* **Aim**
Write out all the material exactly. Leave nothing out.

* **Records to use**
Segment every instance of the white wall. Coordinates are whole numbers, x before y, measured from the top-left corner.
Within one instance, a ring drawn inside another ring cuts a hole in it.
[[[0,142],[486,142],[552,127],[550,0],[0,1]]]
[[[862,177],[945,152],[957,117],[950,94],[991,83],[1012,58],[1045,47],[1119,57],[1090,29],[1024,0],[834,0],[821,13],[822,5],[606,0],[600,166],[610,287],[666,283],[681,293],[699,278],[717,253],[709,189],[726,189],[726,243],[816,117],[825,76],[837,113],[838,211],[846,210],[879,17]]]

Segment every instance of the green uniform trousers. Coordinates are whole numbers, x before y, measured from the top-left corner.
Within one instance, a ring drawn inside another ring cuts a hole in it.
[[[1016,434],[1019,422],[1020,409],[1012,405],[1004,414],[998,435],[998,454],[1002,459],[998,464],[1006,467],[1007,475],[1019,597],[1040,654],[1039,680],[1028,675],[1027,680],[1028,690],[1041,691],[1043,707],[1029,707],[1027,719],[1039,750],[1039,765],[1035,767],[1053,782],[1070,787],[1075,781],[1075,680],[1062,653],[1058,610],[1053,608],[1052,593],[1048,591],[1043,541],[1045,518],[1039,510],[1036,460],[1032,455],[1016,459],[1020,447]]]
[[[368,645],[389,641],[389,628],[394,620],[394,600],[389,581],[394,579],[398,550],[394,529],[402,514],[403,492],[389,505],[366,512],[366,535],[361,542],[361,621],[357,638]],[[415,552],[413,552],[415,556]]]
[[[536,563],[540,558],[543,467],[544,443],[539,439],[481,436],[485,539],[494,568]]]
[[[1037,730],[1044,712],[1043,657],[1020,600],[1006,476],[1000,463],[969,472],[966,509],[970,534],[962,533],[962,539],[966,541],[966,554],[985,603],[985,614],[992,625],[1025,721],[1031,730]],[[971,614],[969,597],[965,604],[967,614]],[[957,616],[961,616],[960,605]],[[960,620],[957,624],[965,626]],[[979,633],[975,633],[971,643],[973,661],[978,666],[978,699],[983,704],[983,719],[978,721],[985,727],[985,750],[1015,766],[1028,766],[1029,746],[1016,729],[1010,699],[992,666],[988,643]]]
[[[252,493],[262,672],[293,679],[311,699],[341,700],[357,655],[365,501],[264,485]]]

* **Expected output**
Segment every instance of the white wall. Coordinates are whole numbers, x before y, measured from the top-left corner.
Within one instance, a ring drawn inside another ring cuts a hole in it.
[[[0,142],[486,142],[552,127],[550,0],[0,1]]]
[[[862,177],[945,152],[957,117],[950,94],[991,83],[1012,58],[1045,47],[1119,57],[1090,29],[1024,0],[834,0],[821,13],[822,5],[606,0],[600,166],[610,287],[666,283],[681,293],[699,278],[717,253],[709,189],[726,189],[726,243],[816,117],[825,76],[837,113],[838,211],[846,210],[879,17]]]

Segment every instance of the green uniform trousers. Coordinates are whole numbers, x before y, measured from the top-left corner.
Within one instance, a ring drawn inside another ring cuts a hole in it.
[[[1016,434],[1019,422],[1020,409],[1012,405],[1004,414],[998,435],[998,454],[1002,459],[998,464],[1006,467],[1007,475],[1019,597],[1040,654],[1039,680],[1028,675],[1027,680],[1028,690],[1041,691],[1043,707],[1029,707],[1027,719],[1039,750],[1039,765],[1035,767],[1053,782],[1070,787],[1075,781],[1075,680],[1062,653],[1058,610],[1053,608],[1052,593],[1048,591],[1043,541],[1045,518],[1039,510],[1036,460],[1032,455],[1016,459],[1020,447]]]
[[[368,645],[389,641],[389,628],[394,620],[394,600],[389,581],[394,579],[398,550],[394,529],[402,514],[403,492],[389,505],[366,512],[366,535],[361,542],[361,621],[357,638]],[[415,552],[413,552],[415,556]]]
[[[536,563],[540,558],[543,467],[544,443],[539,439],[481,436],[485,539],[494,568]]]
[[[1037,730],[1044,712],[1043,657],[1020,600],[1006,476],[1000,463],[969,472],[966,509],[970,534],[962,533],[962,539],[966,541],[966,554],[985,603],[985,614],[992,625],[1025,721],[1031,730]],[[971,614],[969,597],[965,604],[967,614]],[[957,616],[961,616],[960,605]],[[960,620],[957,624],[965,626]],[[979,633],[975,633],[971,643],[973,661],[978,666],[978,699],[983,704],[983,719],[978,721],[985,727],[985,750],[1015,766],[1028,766],[1029,746],[1016,729],[1010,699],[992,666],[988,643]]]
[[[252,493],[262,672],[293,679],[311,699],[341,700],[357,655],[365,501],[264,485]]]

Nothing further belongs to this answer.